BEGIN MATERIAL PROVIDED

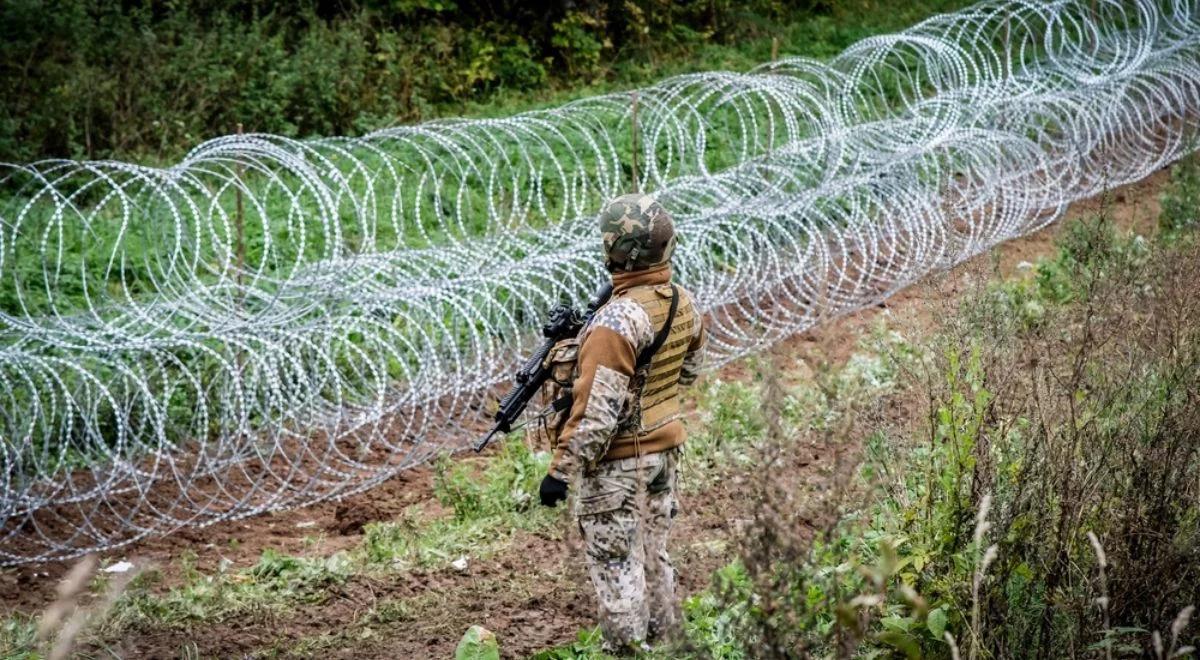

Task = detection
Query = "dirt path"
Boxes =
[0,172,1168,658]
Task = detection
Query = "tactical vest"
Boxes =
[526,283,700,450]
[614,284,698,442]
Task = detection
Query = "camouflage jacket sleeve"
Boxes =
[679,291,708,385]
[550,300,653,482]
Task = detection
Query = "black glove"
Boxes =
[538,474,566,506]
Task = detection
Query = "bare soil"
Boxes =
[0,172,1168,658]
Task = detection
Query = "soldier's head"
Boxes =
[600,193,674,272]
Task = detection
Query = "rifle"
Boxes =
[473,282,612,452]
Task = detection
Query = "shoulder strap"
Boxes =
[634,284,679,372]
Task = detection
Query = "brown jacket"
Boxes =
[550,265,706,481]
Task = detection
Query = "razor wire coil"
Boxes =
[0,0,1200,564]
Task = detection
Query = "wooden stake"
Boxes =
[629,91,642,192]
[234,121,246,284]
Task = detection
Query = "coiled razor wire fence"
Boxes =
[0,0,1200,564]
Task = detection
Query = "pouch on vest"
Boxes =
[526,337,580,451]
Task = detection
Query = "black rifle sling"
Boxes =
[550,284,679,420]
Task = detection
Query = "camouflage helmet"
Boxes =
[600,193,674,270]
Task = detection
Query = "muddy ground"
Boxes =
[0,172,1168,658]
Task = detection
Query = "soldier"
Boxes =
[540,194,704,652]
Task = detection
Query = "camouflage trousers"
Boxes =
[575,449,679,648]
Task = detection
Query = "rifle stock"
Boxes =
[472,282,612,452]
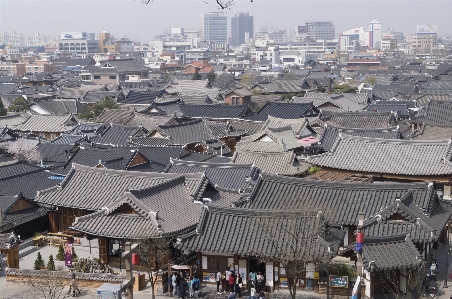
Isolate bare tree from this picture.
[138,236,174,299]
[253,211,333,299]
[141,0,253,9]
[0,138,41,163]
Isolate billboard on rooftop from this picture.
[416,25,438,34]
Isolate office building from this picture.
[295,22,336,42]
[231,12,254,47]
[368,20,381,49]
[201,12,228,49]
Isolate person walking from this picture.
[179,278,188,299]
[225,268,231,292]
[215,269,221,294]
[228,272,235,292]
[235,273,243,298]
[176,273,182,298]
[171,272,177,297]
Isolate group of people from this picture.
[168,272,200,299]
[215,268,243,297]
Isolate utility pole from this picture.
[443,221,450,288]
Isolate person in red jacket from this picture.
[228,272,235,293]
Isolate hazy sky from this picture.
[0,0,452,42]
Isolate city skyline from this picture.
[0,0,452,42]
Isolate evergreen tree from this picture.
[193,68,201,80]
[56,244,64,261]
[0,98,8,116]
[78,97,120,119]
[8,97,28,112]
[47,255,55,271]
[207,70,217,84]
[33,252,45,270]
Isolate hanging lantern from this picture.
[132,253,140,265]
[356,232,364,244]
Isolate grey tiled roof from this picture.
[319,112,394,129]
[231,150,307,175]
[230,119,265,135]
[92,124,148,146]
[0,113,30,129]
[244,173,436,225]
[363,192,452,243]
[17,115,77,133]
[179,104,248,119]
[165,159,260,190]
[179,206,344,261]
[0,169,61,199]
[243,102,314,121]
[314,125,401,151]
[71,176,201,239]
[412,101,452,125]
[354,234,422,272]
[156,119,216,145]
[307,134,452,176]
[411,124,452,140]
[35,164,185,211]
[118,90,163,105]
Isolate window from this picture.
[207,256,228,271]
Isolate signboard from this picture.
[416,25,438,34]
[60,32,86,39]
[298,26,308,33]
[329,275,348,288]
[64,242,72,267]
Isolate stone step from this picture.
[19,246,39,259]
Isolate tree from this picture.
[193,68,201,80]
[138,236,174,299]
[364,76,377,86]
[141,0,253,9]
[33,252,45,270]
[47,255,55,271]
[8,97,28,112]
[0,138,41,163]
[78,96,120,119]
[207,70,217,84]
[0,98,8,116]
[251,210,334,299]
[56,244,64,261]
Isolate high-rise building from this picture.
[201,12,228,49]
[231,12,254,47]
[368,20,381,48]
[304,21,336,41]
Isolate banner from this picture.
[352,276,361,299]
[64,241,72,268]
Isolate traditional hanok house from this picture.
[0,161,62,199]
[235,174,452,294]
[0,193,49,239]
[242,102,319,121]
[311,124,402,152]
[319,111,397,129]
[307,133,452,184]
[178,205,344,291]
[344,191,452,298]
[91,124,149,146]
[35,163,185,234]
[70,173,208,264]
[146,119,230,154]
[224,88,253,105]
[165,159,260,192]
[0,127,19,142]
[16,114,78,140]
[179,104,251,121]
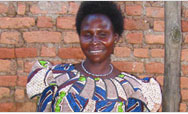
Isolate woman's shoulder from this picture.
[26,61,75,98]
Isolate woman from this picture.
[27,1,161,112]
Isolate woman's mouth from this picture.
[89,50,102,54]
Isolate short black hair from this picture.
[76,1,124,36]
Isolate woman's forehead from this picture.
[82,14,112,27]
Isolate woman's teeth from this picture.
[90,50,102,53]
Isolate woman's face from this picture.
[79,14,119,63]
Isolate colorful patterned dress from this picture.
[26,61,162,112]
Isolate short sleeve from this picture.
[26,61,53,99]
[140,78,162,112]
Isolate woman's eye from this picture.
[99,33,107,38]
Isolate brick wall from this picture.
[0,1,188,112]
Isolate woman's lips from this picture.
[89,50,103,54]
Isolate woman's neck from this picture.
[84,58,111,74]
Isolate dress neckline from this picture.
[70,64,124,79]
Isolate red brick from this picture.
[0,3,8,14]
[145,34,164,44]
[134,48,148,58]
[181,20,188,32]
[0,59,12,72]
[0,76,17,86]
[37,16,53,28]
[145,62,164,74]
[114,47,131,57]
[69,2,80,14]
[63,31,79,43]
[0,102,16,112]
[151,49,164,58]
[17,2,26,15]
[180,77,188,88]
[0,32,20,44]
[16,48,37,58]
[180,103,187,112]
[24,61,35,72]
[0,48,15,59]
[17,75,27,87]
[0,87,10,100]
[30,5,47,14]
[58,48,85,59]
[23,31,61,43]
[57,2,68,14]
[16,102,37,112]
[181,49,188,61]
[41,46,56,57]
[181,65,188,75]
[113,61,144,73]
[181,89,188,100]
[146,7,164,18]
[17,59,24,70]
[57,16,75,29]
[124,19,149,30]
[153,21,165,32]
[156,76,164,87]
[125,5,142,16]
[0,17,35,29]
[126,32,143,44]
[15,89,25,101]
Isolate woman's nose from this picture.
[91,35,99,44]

END MATERIAL PROVIDED

* OBJECTIVE *
Extract every line of the material above that contains the string "bare", matching case exactly.

* THE OUTPUT *
Query = "bare soil"
Isolate bare tree from this picture.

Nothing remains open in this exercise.